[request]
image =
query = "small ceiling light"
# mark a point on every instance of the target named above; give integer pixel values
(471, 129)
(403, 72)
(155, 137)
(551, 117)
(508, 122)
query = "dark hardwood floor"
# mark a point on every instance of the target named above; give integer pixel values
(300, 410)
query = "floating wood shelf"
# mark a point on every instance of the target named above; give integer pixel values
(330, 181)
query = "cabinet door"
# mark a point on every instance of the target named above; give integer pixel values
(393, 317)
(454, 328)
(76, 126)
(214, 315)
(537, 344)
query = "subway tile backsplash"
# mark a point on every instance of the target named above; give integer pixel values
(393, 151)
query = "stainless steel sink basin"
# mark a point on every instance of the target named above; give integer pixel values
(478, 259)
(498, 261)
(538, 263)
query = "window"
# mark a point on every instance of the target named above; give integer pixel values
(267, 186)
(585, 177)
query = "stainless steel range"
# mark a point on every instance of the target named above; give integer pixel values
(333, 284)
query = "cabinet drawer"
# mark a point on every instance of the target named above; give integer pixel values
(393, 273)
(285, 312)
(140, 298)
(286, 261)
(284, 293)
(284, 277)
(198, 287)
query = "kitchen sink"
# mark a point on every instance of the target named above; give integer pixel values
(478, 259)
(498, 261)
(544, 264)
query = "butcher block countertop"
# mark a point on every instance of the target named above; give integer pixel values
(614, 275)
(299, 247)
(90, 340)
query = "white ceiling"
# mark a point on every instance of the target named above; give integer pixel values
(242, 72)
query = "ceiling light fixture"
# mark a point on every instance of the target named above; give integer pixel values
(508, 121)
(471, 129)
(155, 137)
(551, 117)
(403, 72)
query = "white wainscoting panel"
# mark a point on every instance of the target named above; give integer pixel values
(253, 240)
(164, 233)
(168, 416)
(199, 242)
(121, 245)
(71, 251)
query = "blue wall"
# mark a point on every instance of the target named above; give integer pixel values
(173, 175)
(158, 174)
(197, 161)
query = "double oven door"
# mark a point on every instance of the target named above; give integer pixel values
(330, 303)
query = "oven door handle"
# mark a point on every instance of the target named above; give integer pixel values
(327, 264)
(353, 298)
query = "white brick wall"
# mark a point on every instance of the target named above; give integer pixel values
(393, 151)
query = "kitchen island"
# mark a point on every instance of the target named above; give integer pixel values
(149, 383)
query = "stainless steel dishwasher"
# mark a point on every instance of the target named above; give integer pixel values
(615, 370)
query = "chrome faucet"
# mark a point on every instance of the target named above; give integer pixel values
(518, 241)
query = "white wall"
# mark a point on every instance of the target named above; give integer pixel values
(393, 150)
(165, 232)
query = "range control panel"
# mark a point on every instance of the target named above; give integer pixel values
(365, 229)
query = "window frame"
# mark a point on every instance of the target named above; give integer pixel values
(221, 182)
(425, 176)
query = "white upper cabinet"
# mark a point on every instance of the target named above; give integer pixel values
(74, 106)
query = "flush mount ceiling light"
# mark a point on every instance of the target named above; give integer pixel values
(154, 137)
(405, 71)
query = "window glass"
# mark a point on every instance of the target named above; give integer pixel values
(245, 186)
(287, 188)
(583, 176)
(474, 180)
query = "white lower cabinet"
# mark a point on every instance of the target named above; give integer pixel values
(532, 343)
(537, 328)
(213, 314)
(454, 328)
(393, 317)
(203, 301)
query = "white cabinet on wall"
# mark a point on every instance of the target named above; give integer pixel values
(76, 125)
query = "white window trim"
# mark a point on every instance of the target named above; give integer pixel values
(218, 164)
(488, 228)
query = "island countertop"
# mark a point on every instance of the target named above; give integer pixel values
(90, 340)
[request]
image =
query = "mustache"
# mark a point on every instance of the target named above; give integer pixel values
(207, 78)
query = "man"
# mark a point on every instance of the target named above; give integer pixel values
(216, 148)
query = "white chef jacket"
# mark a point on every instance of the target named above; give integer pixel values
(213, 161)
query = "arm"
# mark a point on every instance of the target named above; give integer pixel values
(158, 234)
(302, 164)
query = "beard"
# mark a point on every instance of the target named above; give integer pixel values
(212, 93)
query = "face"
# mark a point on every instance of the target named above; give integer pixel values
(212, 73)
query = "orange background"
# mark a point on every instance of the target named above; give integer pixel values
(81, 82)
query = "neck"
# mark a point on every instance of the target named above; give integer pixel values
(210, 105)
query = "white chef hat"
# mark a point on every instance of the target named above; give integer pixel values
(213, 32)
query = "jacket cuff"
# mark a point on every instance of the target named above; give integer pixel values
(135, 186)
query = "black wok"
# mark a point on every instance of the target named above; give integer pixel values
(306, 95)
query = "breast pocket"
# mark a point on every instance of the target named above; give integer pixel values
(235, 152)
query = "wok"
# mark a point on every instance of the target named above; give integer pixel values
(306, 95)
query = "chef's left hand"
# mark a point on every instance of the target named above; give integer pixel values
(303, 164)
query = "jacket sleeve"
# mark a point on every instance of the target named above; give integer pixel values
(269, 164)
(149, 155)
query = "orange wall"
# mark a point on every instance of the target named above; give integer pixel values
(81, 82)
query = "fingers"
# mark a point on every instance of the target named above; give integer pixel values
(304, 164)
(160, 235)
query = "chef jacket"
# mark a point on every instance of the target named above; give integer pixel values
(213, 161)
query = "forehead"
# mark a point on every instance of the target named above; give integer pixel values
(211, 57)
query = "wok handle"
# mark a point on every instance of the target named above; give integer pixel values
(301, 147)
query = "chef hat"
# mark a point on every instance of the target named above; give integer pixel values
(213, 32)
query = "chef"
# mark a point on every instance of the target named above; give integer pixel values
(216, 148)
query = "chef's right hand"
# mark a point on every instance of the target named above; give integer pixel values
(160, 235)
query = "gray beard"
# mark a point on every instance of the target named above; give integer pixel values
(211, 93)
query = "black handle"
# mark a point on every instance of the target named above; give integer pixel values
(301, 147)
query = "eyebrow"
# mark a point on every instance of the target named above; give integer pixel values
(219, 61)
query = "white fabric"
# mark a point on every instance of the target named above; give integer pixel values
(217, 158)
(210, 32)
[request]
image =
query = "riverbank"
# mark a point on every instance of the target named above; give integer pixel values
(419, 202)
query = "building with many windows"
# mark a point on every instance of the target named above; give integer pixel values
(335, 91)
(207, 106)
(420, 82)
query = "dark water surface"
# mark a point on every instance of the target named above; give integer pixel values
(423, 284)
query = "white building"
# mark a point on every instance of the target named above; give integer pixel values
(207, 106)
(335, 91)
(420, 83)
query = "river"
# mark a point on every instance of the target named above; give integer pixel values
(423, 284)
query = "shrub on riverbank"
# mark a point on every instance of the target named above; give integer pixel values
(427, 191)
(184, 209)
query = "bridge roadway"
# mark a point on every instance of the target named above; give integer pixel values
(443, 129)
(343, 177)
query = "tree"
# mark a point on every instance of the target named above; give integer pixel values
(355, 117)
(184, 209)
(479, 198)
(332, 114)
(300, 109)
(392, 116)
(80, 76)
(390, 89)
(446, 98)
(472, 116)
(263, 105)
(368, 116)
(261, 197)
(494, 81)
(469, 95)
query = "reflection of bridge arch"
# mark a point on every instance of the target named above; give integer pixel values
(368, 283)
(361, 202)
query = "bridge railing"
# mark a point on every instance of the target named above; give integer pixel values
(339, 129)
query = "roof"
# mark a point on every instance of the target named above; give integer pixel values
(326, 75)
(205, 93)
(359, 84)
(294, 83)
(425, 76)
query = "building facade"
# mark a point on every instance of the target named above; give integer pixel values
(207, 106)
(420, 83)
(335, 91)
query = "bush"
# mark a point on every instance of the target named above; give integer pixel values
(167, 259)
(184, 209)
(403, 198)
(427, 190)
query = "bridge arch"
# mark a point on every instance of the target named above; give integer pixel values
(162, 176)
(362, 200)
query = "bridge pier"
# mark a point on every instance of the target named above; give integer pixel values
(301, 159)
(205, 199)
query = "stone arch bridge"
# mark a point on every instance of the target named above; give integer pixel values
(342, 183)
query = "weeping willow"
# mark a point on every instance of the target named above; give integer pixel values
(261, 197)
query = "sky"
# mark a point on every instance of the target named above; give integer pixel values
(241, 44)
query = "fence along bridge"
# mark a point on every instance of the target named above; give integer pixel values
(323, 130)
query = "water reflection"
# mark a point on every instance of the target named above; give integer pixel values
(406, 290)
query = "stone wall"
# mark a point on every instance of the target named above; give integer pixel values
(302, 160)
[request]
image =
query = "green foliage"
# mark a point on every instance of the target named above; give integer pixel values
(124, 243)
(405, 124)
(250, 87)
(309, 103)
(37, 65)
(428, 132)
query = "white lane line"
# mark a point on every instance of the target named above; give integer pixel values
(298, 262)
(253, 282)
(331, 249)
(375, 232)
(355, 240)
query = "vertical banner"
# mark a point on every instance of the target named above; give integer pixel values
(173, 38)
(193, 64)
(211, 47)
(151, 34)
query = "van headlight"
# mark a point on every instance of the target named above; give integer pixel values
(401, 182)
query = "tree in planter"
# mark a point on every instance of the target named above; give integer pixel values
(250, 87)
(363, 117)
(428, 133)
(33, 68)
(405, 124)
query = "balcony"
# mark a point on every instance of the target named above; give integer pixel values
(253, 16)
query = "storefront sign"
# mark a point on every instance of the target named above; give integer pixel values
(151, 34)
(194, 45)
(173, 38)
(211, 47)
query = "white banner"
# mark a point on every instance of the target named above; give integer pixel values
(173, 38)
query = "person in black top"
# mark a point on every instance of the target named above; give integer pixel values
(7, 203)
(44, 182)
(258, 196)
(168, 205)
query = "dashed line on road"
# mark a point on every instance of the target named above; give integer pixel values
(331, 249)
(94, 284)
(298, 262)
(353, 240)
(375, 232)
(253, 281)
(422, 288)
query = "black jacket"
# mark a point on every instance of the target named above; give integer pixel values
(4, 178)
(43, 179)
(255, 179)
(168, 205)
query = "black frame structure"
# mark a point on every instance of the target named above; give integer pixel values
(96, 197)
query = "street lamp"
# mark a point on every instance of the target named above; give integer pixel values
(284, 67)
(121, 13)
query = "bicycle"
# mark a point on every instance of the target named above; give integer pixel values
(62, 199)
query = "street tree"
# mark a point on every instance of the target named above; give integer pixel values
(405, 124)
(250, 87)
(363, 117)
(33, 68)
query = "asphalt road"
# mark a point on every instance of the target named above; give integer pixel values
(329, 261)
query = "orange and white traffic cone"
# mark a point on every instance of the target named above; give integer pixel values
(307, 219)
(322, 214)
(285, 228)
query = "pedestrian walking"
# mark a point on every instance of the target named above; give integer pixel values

::::::::

Exercise aim: Reproduce the records above exactly, starting with the line that contains "and white traffic" and ending with the last line.

Solution to this task:
query = "orange and white traffic cone"
# mark a point on every instance of the target named above; give integer pixel values
(307, 219)
(322, 214)
(285, 228)
query = "pedestrian walking"
# mark a point on every instance of the target named above; give integer pixel values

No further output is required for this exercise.